## Goal
Continue the passage on mean average precision as a ranking metric from its last sentence.

-- BEGIN Quoted text --

A frequently used alternative to the NDCG is the mean average precision (MAP). For this metric, the precision for the top-k documents of query q is introduced. Since this only makes sense for binary classes, a multi-class system has to be binarized such that \(r(d_i)=1\) indicates a relevant and \(r(d_i)=0\) indicates an irrelevant document:

$$\begin{aligned} \text {P}_q @ k = \frac{1}{k}{\sum _{i=1}^{k} r(d_i)} \end{aligned}$$

Now one needs to calculate the average precision over all relevant documents:

$$\begin{aligned} \text {AvgP}_q = \frac{1}{n\cdot P@n}{\sum _{k=1}^{n} r(d_k)\text {P}_q @ k}, \end{aligned}$$

where n is the number of documents in the query q. Finally, the MAP is given by the mean over all queries:

$$\begin{aligned} \text {MAP} = \frac{1}{Q}{\sum _{q=1}^{Q} \text {AvgP}_q}, \end{aligned}$$

where Q is the number of queries in a data set.

-- END Quoted text --
-- BEGIN Source data --

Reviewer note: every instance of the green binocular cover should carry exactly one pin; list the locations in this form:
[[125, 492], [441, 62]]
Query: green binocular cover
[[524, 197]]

-- END Source data --

## Solved exercise
4.3 The LETOR datasets

The Microsoft Learning to Rank Datasets (LETOR) and especially the MSLR-WEB10K set are standard data sets that are most commonly used to benchmark learning to rank models. The dataset consists of 10,000 queries and represent a subset of the larger MSLR–WEB30K dataset. Each instance in the dataset corresponds to a query-document pair which is characterized by 136 numerical features. Additionally, relevance labels from 0 (irrelevant) to 4 (perfectly relevant) indicate the relevance of the given document with respect to the query. Ranking documents according to their relevance is often simplified by binarizing the relevance labels on the test set using an appropriate threshold (Ibrahim and Landa-Silva, 2017, 2018). In our case, we map relevance labels \(\ge 2\) to 1 and relevance labels \(\le 1\) to 0. We employ this approach to compare RankNet to others.

Additionally, we evaluate the different algorithms on the much smaller MQ2007 and MQ2008 datasets. These are similar in structure to the MSLR-WEB10K set with some minor differences: The relevance labels range from 0 to 2, and each document consists of 46 features. In this case, we binarize the relevance labels by mapping labels \(\ge 1\) to 1 and relevance labels \(=0\) to 0.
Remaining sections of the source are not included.